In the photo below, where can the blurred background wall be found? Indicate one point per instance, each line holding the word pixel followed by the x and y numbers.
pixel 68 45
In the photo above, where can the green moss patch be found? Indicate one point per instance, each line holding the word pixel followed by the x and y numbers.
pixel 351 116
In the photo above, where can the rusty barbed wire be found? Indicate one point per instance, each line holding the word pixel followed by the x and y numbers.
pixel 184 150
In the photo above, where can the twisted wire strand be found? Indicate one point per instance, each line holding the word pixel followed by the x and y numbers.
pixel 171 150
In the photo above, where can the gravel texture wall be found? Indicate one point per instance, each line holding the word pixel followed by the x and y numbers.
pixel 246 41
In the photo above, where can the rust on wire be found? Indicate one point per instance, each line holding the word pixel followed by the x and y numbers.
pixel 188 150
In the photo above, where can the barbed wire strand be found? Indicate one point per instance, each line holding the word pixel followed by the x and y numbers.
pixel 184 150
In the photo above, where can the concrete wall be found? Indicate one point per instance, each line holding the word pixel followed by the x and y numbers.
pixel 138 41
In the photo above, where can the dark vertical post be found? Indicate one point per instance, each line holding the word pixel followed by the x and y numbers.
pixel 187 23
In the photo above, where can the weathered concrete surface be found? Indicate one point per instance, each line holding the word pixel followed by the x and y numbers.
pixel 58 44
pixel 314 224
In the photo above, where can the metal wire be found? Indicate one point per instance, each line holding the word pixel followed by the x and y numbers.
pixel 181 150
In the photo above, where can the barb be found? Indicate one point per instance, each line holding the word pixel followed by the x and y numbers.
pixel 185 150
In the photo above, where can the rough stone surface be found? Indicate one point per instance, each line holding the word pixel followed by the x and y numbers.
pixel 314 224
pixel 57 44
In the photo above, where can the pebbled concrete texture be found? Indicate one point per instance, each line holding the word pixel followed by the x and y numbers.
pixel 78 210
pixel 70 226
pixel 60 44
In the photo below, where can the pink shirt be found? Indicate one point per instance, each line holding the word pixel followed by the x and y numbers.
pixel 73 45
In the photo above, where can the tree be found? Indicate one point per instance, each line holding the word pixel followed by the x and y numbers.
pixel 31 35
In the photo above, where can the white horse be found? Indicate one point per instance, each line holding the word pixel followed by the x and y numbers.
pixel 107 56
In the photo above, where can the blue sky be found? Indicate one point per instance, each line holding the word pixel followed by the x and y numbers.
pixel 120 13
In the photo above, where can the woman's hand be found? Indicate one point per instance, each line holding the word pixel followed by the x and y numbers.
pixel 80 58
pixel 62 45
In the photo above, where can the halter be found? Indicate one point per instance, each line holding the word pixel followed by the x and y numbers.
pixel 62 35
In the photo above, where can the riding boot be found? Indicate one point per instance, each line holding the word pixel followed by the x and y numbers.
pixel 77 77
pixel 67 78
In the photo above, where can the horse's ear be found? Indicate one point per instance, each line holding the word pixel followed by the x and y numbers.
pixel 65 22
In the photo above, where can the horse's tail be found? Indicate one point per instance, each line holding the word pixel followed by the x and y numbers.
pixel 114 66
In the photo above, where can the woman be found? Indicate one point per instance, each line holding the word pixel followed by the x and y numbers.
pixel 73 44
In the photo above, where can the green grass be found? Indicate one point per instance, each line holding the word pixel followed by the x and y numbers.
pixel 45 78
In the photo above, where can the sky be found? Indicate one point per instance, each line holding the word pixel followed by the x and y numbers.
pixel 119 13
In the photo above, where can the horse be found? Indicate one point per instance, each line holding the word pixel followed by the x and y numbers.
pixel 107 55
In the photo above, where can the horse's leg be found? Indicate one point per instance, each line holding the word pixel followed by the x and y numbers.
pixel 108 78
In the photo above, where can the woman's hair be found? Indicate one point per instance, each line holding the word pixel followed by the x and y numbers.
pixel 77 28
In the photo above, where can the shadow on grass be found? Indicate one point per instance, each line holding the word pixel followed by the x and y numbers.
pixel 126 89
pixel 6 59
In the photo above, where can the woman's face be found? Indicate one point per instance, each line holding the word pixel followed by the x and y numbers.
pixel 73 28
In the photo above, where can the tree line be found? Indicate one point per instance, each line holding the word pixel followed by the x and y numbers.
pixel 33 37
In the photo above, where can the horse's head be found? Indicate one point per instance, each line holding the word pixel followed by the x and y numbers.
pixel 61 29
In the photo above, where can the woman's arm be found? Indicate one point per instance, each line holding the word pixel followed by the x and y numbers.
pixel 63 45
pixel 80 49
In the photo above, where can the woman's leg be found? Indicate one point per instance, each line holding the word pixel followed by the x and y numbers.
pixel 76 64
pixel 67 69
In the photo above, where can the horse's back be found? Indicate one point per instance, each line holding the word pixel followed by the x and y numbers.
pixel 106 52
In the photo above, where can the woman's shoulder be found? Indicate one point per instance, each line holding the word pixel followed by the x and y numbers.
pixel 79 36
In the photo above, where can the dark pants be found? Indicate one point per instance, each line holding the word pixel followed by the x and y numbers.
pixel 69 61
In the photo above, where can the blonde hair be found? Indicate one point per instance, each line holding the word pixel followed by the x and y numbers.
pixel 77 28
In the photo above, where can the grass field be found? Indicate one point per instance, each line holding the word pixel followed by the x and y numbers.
**********
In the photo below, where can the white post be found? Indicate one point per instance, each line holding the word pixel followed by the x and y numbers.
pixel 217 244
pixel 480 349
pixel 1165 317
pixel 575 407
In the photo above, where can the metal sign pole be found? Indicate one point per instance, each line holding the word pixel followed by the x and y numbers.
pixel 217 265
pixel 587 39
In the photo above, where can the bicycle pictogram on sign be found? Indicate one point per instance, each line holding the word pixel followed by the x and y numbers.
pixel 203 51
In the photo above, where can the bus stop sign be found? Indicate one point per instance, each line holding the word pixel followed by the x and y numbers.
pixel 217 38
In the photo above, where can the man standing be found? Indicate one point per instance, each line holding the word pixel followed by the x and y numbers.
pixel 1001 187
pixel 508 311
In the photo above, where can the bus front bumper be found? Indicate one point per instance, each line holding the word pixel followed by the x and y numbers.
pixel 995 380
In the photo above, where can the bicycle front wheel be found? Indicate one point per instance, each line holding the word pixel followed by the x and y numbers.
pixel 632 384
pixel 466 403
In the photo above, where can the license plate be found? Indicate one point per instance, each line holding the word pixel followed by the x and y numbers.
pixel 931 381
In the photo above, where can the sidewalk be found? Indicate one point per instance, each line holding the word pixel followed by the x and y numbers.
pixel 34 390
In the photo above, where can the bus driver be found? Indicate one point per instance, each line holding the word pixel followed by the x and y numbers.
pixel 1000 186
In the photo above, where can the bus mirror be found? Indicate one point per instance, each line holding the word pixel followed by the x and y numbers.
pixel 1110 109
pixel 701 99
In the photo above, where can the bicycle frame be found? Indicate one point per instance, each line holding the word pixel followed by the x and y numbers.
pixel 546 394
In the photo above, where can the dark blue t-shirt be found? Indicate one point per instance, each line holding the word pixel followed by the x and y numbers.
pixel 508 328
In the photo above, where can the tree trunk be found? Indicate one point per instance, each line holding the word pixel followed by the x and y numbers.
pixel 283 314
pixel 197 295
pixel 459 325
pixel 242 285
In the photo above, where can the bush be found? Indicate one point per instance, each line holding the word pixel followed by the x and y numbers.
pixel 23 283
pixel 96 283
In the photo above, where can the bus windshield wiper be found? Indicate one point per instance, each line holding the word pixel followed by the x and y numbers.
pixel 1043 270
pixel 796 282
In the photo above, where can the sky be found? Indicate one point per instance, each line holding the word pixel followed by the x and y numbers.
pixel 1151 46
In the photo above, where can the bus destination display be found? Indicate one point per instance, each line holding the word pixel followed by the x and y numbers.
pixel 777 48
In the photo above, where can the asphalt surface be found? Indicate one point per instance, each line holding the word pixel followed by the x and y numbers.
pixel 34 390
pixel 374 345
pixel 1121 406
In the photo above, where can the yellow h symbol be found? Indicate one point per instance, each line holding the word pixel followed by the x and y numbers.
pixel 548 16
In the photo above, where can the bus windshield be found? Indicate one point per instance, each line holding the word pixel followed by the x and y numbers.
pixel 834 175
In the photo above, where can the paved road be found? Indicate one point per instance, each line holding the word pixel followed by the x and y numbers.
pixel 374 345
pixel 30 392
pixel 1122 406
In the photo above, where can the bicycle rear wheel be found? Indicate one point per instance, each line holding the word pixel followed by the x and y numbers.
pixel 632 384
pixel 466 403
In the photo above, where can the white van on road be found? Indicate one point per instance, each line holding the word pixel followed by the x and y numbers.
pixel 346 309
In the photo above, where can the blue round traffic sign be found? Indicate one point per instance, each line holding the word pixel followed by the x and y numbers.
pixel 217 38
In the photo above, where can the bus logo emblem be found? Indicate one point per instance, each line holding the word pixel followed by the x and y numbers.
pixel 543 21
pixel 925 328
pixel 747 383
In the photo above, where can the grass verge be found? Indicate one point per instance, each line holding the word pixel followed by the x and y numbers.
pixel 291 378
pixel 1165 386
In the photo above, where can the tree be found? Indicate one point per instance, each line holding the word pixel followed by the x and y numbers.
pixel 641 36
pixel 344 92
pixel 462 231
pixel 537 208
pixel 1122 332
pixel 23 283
**********
What is needed. Set down, unchanged, only those lines above that fall between the line with "In the photo above, where can the woman's hair" and the line with "In the photo above, where can the grass field", the two end lines included.

Answer to this task.
In the photo above, where can the woman's hair be found? Indicate one point per instance, each line holding the word pixel followed by the x and y numbers.
pixel 77 28
In the photo above, where can the shadow on grass be found? Indicate one point per instance, each line holding the word pixel followed by the x and y numbers.
pixel 126 89
pixel 6 59
In the photo above, where can the woman's face be found? Indicate one point per instance, each line holding the word pixel followed by the x and y numbers.
pixel 73 28
In the photo above, where can the tree line be found? Indicate one point per instance, each line holding the word pixel followed by the x and y numbers.
pixel 33 37
In the photo above, where can the horse's head be found? Indicate one point per instance, each line holding the word pixel followed by the x and y numbers.
pixel 61 29
In the photo above, where can the woman's arm be found? Indicate one point per instance, each line holding the word pixel followed by the x and y numbers.
pixel 63 45
pixel 80 49
In the photo above, where can the woman's leg be found? Indicate one point per instance, each line holding the word pixel followed by the x and y numbers.
pixel 76 64
pixel 67 69
In the photo above, where can the horse's back be found? Indicate one point per instance, each line holding the word pixel followed by the x and y numbers.
pixel 106 52
In the photo above, where can the woman's shoulder be found? Indicate one point per instance, each line holding the word pixel followed by the x and y numbers.
pixel 79 36
In the photo above, where can the dark pants be found? Indicate one point per instance, each line holding the word pixel followed by the x and y numbers.
pixel 69 61
In the photo above, where can the blonde hair be found? Indicate one point per instance, each line holding the word pixel followed by the x and y numbers.
pixel 77 28
In the photo above, where can the grass field be found? Indicate one point per instance, each line holding the word pixel followed by the x and y numbers.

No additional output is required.